Page text START

An expansion of the factory in the 1930s was opened by Lord Provost Alexander Swan. It employed around 40 people. In 1940 they started a campaign to begin sales abroad, beginning with ex-Scots living in Canada. By 1945 production stood at 20 million per year. By the 1960s the powders were available across most of the British Commonwealth. Marketing also included making the powders available from ice cream vans from the 1960s onwards.

In 1966, phenacetin was substituted with aloxiprin due to several cases linking it to kidney failure. It was also acknowledged that the product was somewhat addictive, echoed in their logo "Askit fights the miseries". Heavily addicted individuals in the pre-66 formula risked kidney failure.

In 1971, they began a simple and effective TV advertising campaign: Askit Fights the Miseries, featuring characters such as the sore back, and morning after. These cartoons were drawn by Roger Hargreaves who later gained fame in the creation of the Mr Men. This advertising campaign was one of the longest-running and most successful in British advertising history: running the same format until 1994. In 1997, a new campaign began featuring a man with a bulbous nose simply known as the "Wee Man" (a very Glaswegian character).

The factory left Saracen Street and moved to Cumbernauld. The old premises is occupied by a printing firm, Gavin Watson. In 2005, the product name was bought by Bayer PLC from the then owner Roche, and it ceased production in 2012.

Page text END

*What you will do*:
1. In the Askit passage, what substance replaced phenacetin in 1966?
2. Reproduce the Askit passage word for word from "In 1966, phenacetin" to "very Glaswegian character).".

Excerpted records START

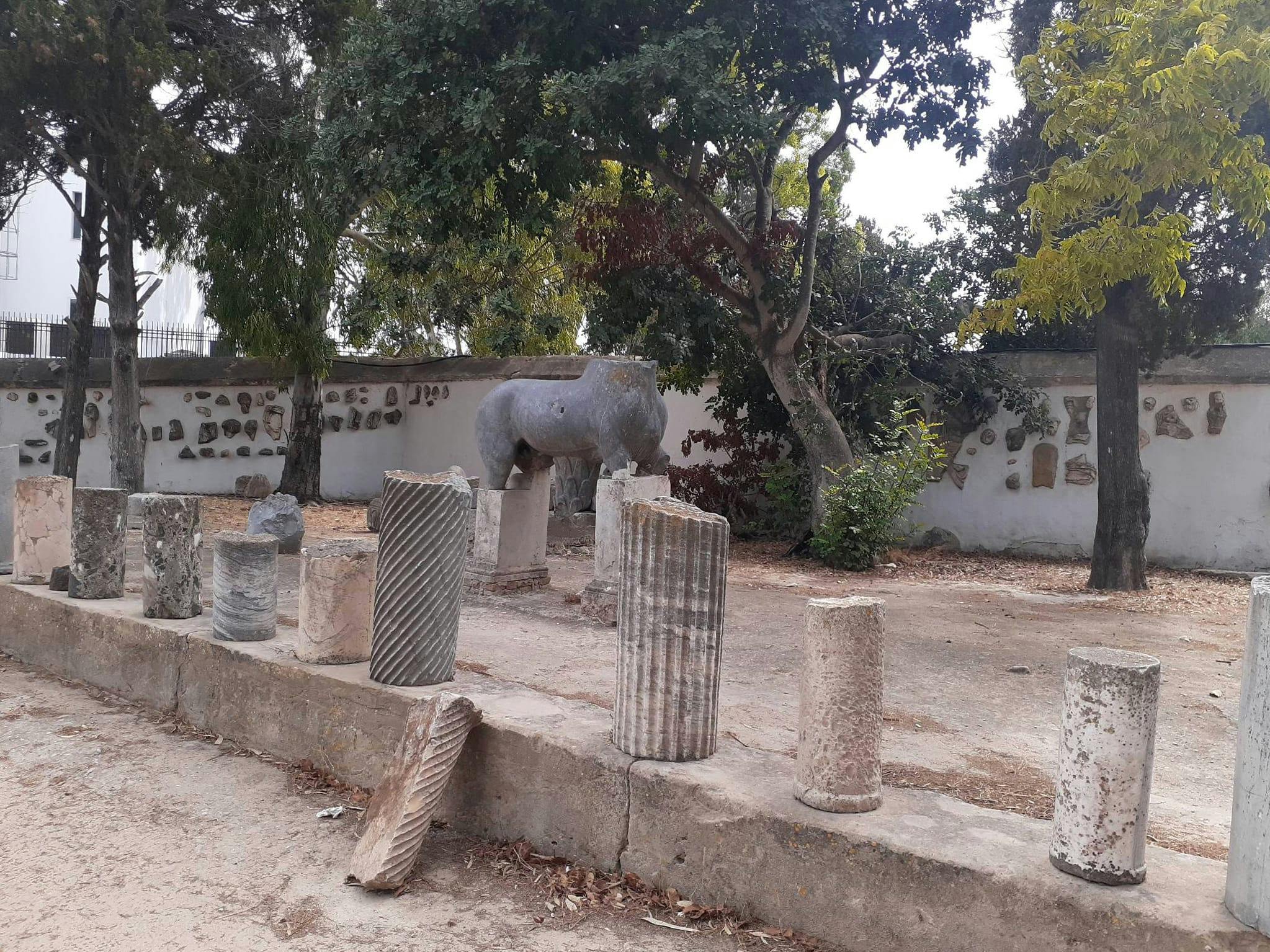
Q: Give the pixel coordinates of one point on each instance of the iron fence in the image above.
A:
(45, 336)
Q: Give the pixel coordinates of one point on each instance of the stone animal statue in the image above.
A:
(612, 414)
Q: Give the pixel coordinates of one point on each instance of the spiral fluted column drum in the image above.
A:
(669, 630)
(244, 587)
(423, 545)
(99, 530)
(172, 554)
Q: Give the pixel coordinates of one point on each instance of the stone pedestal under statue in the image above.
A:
(509, 550)
(600, 597)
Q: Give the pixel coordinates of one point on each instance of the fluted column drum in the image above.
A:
(669, 630)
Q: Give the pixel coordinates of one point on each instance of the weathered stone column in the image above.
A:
(172, 554)
(1248, 868)
(509, 551)
(600, 597)
(8, 481)
(337, 601)
(99, 531)
(1104, 766)
(840, 706)
(244, 587)
(41, 528)
(411, 790)
(423, 546)
(669, 630)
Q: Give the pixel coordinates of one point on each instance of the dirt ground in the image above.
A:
(958, 719)
(126, 832)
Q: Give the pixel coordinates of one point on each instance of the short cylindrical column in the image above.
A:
(41, 528)
(337, 597)
(840, 706)
(1104, 766)
(423, 545)
(99, 532)
(669, 630)
(244, 587)
(172, 553)
(1248, 868)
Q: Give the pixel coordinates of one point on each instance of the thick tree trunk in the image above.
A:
(1124, 509)
(817, 428)
(302, 473)
(127, 450)
(70, 429)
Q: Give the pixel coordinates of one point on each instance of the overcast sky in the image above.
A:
(897, 185)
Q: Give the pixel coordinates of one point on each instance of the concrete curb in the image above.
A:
(924, 873)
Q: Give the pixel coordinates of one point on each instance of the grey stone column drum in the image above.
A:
(172, 553)
(99, 532)
(1104, 766)
(423, 545)
(244, 587)
(669, 630)
(840, 706)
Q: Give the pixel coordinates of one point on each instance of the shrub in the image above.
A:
(864, 502)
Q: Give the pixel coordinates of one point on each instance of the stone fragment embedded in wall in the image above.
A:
(1044, 465)
(1078, 418)
(1080, 471)
(1170, 424)
(274, 418)
(1216, 412)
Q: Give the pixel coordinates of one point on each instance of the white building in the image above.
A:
(38, 270)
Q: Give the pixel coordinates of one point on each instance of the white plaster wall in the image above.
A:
(1209, 500)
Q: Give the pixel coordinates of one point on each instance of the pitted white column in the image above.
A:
(1248, 868)
(600, 597)
(1104, 767)
(840, 705)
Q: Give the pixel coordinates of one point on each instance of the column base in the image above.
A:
(483, 581)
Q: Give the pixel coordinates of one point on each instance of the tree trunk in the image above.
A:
(813, 420)
(1124, 509)
(70, 429)
(302, 473)
(127, 450)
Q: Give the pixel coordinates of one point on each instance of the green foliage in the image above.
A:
(864, 502)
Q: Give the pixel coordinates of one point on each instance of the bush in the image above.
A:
(864, 502)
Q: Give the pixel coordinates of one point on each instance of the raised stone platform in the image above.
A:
(923, 873)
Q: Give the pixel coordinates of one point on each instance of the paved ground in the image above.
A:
(957, 719)
(119, 834)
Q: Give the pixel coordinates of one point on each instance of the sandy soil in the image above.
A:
(123, 832)
(958, 720)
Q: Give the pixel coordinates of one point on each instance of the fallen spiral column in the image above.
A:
(669, 630)
(423, 545)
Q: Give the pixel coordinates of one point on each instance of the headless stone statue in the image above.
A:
(611, 416)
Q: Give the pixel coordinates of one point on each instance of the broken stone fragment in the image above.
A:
(412, 787)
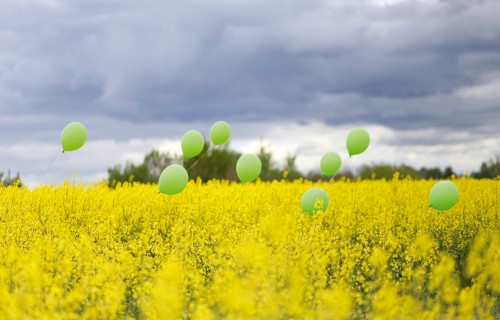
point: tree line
(220, 163)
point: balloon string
(47, 166)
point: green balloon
(330, 163)
(248, 167)
(220, 132)
(192, 143)
(357, 141)
(73, 136)
(173, 179)
(314, 200)
(443, 196)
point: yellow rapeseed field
(246, 251)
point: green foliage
(147, 172)
(214, 163)
(386, 171)
(489, 169)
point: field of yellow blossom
(246, 251)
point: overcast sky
(422, 76)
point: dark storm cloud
(333, 61)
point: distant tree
(489, 169)
(430, 173)
(270, 171)
(292, 173)
(9, 180)
(147, 172)
(213, 163)
(386, 171)
(448, 173)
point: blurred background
(292, 78)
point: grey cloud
(142, 62)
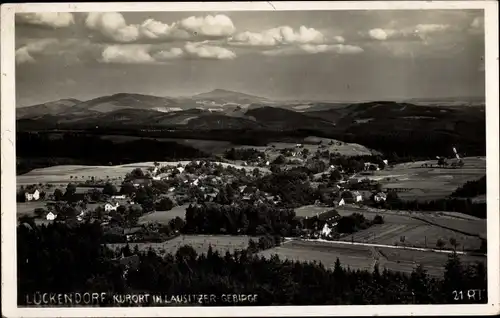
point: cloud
(127, 54)
(314, 49)
(339, 39)
(168, 54)
(419, 31)
(477, 23)
(113, 26)
(149, 54)
(208, 51)
(381, 34)
(283, 35)
(213, 26)
(50, 19)
(25, 53)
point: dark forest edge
(95, 268)
(35, 149)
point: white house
(357, 196)
(379, 197)
(155, 171)
(110, 207)
(32, 196)
(51, 216)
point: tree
(165, 204)
(440, 244)
(420, 285)
(134, 213)
(454, 275)
(279, 160)
(127, 188)
(402, 239)
(109, 189)
(378, 219)
(70, 190)
(40, 212)
(454, 243)
(58, 195)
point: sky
(312, 55)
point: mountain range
(223, 109)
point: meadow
(164, 216)
(428, 183)
(72, 173)
(200, 243)
(363, 257)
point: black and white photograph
(258, 155)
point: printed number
(458, 295)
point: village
(150, 204)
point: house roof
(130, 261)
(132, 230)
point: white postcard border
(8, 163)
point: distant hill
(280, 118)
(227, 110)
(222, 94)
(50, 108)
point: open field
(429, 183)
(405, 260)
(71, 173)
(311, 210)
(27, 208)
(346, 149)
(164, 216)
(363, 257)
(200, 243)
(208, 146)
(356, 257)
(420, 229)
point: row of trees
(44, 254)
(471, 189)
(293, 187)
(448, 204)
(246, 154)
(243, 219)
(76, 146)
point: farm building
(371, 166)
(379, 197)
(142, 182)
(111, 207)
(357, 196)
(51, 216)
(32, 195)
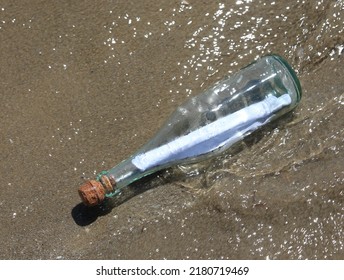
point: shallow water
(84, 85)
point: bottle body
(209, 123)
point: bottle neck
(120, 176)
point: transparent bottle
(207, 124)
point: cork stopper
(92, 193)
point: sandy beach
(84, 84)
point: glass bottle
(207, 124)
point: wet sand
(84, 85)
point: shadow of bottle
(84, 215)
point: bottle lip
(296, 80)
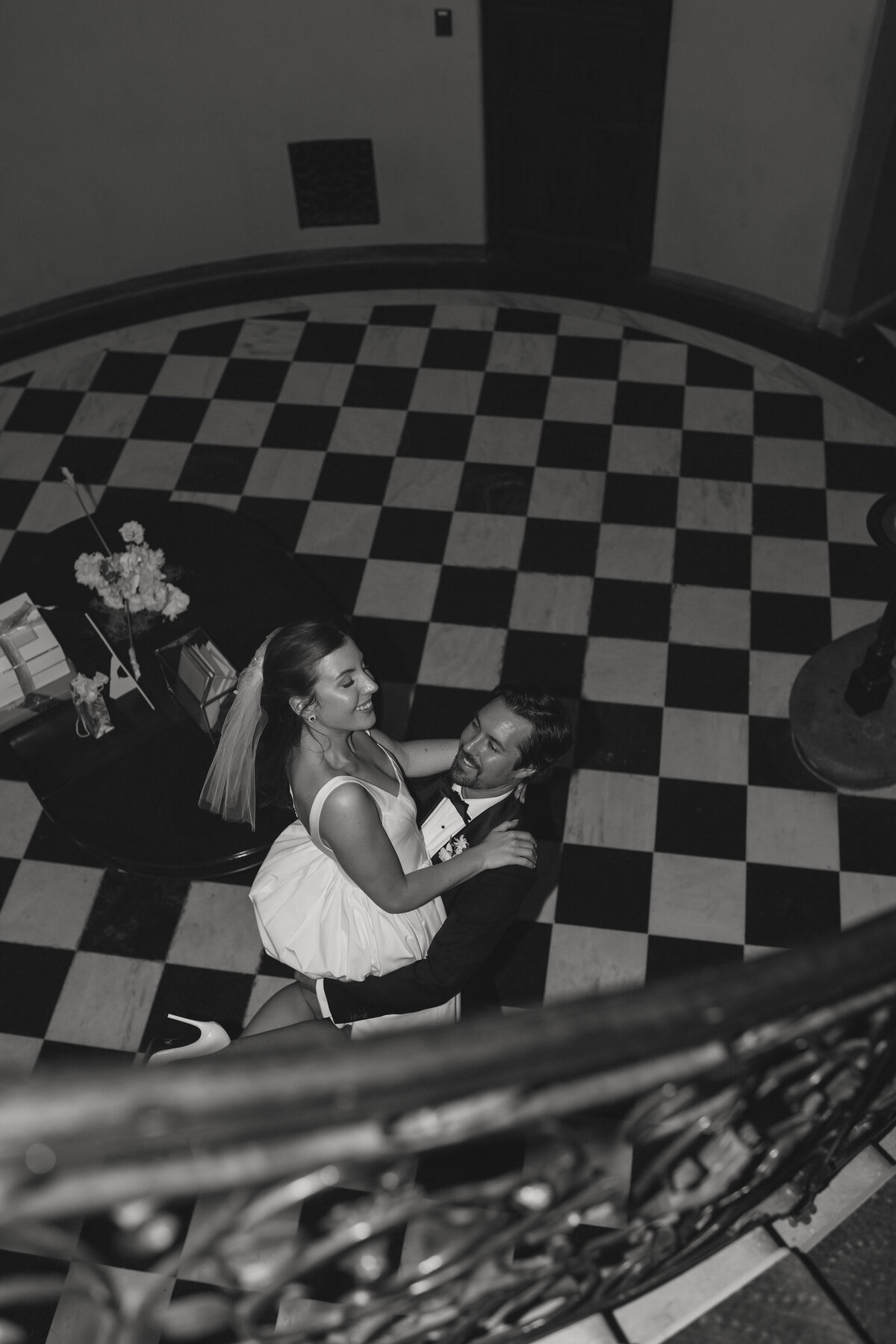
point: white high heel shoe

Excerpted records END

*Task-by-task outputs*:
1. Aloxiprin

2.
In 1966, phenacetin was substituted with aloxiprin due to several cases linking it to kidney failure. It was also acknowledged that the product was somewhat addictive, echoed in their logo "Askit fights the miseries". Heavily addicted individuals in the pre-66 formula risked kidney failure.

In 1971, they began a simple and effective TV advertising campaign: Askit Fights the Miseries, featuring characters such as the sore back, and morning after. These cartoons were drawn by Roger Hargreaves who later gained fame in the creation of the Mr Men. This advertising campaign was one of the longest-running and most successful in British advertising history: running the same format until 1994. In 1997, a new campaign began featuring a man with a bulbous nose simply known as the "Wee Man" (a very Glaswegian character).